#### SHORT EXERCISE:
List every line below that contains the word "canine", treating uppercase and lowercase as different.

#### PROVIDED DATA:
◇ ◇ ◇
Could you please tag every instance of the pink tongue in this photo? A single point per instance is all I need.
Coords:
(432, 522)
◇ ◇ ◇
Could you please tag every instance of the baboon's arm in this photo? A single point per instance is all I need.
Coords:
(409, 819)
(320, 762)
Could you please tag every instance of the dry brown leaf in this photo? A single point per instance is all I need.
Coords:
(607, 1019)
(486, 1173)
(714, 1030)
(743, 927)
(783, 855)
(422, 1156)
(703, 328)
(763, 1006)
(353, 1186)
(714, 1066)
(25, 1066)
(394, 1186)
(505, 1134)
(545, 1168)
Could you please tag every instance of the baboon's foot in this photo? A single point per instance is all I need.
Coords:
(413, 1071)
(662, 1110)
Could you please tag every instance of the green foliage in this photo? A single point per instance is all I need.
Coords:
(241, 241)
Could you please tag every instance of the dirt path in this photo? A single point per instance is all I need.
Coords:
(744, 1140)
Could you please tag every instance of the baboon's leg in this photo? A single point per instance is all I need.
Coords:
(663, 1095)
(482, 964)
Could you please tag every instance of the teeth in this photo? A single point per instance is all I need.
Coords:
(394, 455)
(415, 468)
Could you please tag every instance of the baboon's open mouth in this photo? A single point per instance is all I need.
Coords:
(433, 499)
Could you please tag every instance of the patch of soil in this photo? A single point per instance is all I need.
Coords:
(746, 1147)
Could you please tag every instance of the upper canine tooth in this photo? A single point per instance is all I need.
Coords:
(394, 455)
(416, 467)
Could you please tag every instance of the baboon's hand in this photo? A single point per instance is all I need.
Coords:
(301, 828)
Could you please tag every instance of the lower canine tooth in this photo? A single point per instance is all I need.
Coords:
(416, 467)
◇ ◇ ◇
#### EXERCISE OUTPUT:
Could you please tag every instance of the upper canine tooth in this photo? A single point per instance is all I need.
Could you please tag every instance of the lower canine tooth in this photo? A single point per instance is all I need.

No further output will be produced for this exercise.